§ **EXTRACTED TEXT**
/---

Jimmy Kimmel extended his war of the words with Sen. Bill Cassidy, on his talk show Wednesday night.
Tuesday on Jimmy Kimmel Live, the show host interpreted the Graham-Cassidy health care bill as evidence that the senator "lied right to (his) face" about his plan for health care during an appearance on the show in May.
"Last night on our show... a senator from Louisiana, Bill Cassidy, I took him to task for promising to my face that he would oppose any health care plan that allowed insurance companies to turn people with pre-existing conditions away and any health care plan that had an annual or lifetime cap on how much they would pay out for medical care," Kimmel reminded his audience Wednesday. "He said anything he supported would have to pass what he named the 'Jimmy Kimmel Test,' which was fine. It was good, but unfortunately, and puzzlingly, he proposed a bill that would allow states to do all the things he said he would not let them do.
"He made a total about-face," Kimmel added, "which means he either doesn't understand his own bill, or he lied to me."
On Wednesday morning, Cassidy responded to Kimmel's monologue from the previous evening on CNN's New Day. "I’m sorry he does not understand," Cassidy told Chris Cuomo. "Under (the bill) more people will have coverage, and we protect those with pre-existing conditions."
As Kimmel sees it, Cassidy "pulled the 'all comedians are dummies' card."
"I don't understand because I'm a talk show host, right?" Kimmel said.
"Now look, I don’t want to turn this into a Kanye and Taylor Swift type situation, but when Sen. Cassidy was on my show in May, he told me that he believed that every American family regardless of income should be able to get quality health care," Kimmel continued. "And I believed he was sincere. Sadly, the bill he unveiled last week with Sen. Lindsey Graham indicates that he was not sincere. It is, by many accounts, the worst health care bill yet."
While the Graham-Cassidy bill would keep the requirement that insurance companies offer coverage to people with pre-existing conditions, states can apply for waivers that could allow them to charge more. States could also apply for waivers for certain coverage currently mandated under Obamacare — like hospitalization and maternity care — and could weaken protections on imposing caps.
It is difficult to know how many people will gain or lose coverage and what premiums will cost because the nonpartisan Congressional Budget Office has not released a comprehensive analysis of the bill.
Kimmel continued his monologue Wednesday by addressing critics like Fox & Friends co-host Brian Kilmeade, who Kimmel said sucks up to him "like a little boy meeting Batman." Kilmeade charged Kimmel with "pushing (his) politics on the rest of the country."
"The reason I’m talking about this (is) because my son had an open-heart surgery, then has to have two more, and because of that I learned that there are kids with no insurance in the same situation," the late night host said. "I don’t get anything out of this, Brian, you phony little creep. Oh, I’ll pound you when I see you."
Kimmel also took aim at Gov. Chris Christie and Sen. Lindsey Graham.
At the monologue's close, he issued another plea for viewers to contact their senators, singling out residents in Nevada, Alaska, Maine, West Virginia and Arizona.
"Please," he begged, "stop texting for five seconds and make a phone call."
Eliza Collins contributed to this report.

\---

§ **Recorded data**
/---

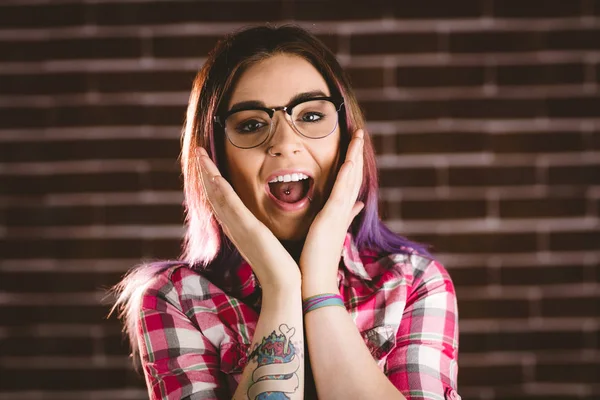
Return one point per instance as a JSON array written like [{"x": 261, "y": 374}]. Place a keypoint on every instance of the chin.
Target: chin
[{"x": 291, "y": 232}]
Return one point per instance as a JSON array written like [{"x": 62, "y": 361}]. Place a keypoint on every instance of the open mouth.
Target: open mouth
[{"x": 291, "y": 192}]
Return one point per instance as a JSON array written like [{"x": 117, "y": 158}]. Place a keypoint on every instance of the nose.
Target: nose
[{"x": 284, "y": 139}]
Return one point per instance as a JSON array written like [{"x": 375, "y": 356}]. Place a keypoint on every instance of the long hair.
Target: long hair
[{"x": 206, "y": 247}]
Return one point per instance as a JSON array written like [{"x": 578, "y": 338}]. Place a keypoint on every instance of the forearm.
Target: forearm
[
  {"x": 279, "y": 329},
  {"x": 342, "y": 365}
]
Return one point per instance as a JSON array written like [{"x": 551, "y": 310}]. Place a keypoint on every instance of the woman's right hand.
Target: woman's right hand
[{"x": 273, "y": 265}]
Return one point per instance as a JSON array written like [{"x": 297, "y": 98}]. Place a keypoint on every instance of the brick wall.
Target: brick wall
[{"x": 485, "y": 114}]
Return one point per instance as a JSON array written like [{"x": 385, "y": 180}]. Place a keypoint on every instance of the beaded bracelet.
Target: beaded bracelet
[{"x": 322, "y": 300}]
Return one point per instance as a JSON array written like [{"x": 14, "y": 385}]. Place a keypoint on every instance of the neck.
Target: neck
[{"x": 294, "y": 247}]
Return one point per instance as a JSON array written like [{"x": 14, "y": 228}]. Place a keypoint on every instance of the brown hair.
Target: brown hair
[{"x": 210, "y": 94}]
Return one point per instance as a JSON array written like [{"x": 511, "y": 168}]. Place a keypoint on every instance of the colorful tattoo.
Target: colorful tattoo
[{"x": 277, "y": 366}]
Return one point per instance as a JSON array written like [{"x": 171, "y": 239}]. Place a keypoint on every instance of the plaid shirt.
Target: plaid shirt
[{"x": 194, "y": 334}]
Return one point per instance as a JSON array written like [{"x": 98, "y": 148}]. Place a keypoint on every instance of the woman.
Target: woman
[{"x": 290, "y": 286}]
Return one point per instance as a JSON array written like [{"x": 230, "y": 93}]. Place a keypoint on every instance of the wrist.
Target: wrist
[{"x": 313, "y": 288}]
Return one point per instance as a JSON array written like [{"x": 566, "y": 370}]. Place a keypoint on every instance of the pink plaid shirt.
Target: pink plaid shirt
[{"x": 194, "y": 335}]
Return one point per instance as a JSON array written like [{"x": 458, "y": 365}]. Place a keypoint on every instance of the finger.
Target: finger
[
  {"x": 356, "y": 209},
  {"x": 225, "y": 202}
]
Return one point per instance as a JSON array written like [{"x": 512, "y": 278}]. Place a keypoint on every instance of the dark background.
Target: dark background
[{"x": 485, "y": 115}]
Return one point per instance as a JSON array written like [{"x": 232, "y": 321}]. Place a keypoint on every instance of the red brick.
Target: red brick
[
  {"x": 498, "y": 375},
  {"x": 580, "y": 306},
  {"x": 392, "y": 43},
  {"x": 107, "y": 149},
  {"x": 116, "y": 344},
  {"x": 59, "y": 282},
  {"x": 523, "y": 142},
  {"x": 495, "y": 42},
  {"x": 13, "y": 248},
  {"x": 464, "y": 277},
  {"x": 545, "y": 207},
  {"x": 480, "y": 243},
  {"x": 445, "y": 142},
  {"x": 366, "y": 77},
  {"x": 484, "y": 342},
  {"x": 42, "y": 15},
  {"x": 169, "y": 12},
  {"x": 443, "y": 76},
  {"x": 573, "y": 107},
  {"x": 438, "y": 9},
  {"x": 543, "y": 275},
  {"x": 336, "y": 10},
  {"x": 36, "y": 346},
  {"x": 540, "y": 74},
  {"x": 68, "y": 49},
  {"x": 576, "y": 39},
  {"x": 155, "y": 81},
  {"x": 81, "y": 183},
  {"x": 404, "y": 177},
  {"x": 584, "y": 371},
  {"x": 53, "y": 378},
  {"x": 70, "y": 116},
  {"x": 537, "y": 8},
  {"x": 493, "y": 308},
  {"x": 491, "y": 176},
  {"x": 570, "y": 241},
  {"x": 442, "y": 209},
  {"x": 183, "y": 46},
  {"x": 574, "y": 175},
  {"x": 49, "y": 83}
]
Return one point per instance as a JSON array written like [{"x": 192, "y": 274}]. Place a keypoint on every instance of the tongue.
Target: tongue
[{"x": 288, "y": 192}]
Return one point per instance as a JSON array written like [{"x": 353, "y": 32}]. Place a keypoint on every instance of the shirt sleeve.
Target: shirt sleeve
[
  {"x": 179, "y": 362},
  {"x": 423, "y": 365}
]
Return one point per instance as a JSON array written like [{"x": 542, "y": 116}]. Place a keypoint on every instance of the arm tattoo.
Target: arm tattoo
[{"x": 277, "y": 366}]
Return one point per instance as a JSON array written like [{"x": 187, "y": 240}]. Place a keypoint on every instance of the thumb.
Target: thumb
[{"x": 356, "y": 209}]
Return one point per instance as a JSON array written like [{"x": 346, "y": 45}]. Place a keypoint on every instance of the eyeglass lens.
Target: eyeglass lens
[{"x": 314, "y": 119}]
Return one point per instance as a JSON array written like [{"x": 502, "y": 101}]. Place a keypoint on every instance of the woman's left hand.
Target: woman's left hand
[{"x": 325, "y": 240}]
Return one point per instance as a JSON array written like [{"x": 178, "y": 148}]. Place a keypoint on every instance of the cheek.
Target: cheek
[{"x": 242, "y": 173}]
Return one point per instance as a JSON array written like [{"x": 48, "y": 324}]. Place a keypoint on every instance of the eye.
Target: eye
[
  {"x": 312, "y": 117},
  {"x": 250, "y": 126}
]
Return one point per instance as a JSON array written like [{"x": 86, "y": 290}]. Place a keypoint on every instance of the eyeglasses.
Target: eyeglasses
[{"x": 249, "y": 127}]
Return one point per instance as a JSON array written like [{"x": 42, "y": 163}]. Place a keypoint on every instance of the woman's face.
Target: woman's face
[{"x": 274, "y": 82}]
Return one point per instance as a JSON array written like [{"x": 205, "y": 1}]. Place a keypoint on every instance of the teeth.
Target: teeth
[{"x": 295, "y": 177}]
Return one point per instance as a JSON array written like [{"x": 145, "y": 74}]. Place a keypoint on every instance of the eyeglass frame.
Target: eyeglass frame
[{"x": 337, "y": 102}]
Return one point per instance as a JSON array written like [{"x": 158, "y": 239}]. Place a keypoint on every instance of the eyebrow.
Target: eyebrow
[{"x": 295, "y": 99}]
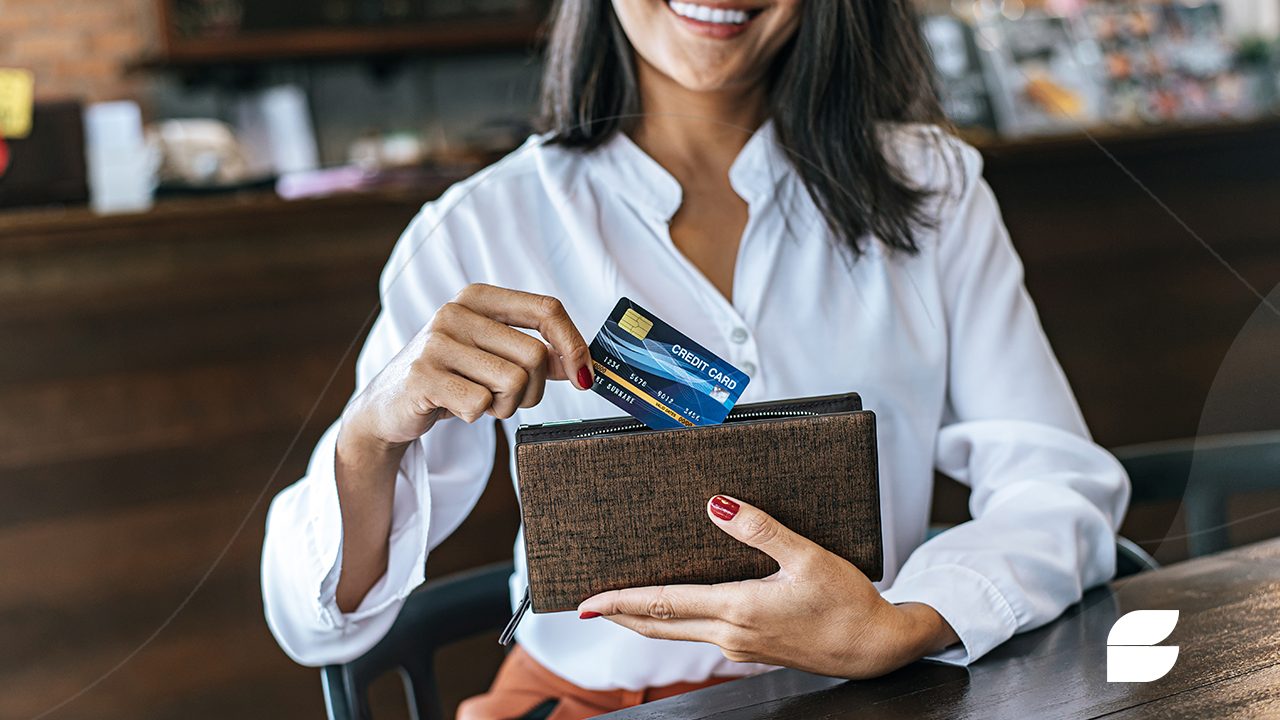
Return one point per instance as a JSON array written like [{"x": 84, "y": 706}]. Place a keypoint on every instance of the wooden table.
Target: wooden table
[{"x": 1229, "y": 662}]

\---

§ **COMPLETE THE FOLLOWING**
1/ Copy the passage of the Kimmel–Cassidy article starting at "While the Graham-Cassidy" and ending at "on imposing caps.".
2/ In the Kimmel–Cassidy article, which states did Kimmel single out when urging viewers to contact their senators?

§ **RESULTS**
1/
While the Graham-Cassidy bill would keep the requirement that insurance companies offer coverage to people with pre-existing conditions, states can apply for waivers that could allow them to charge more. States could also apply for waivers for certain coverage currently mandated under Obamacare — like hospitalization and maternity care — and could weaken protections on imposing caps.

2/ Nevada, Alaska, Maine, West Virginia and Arizona.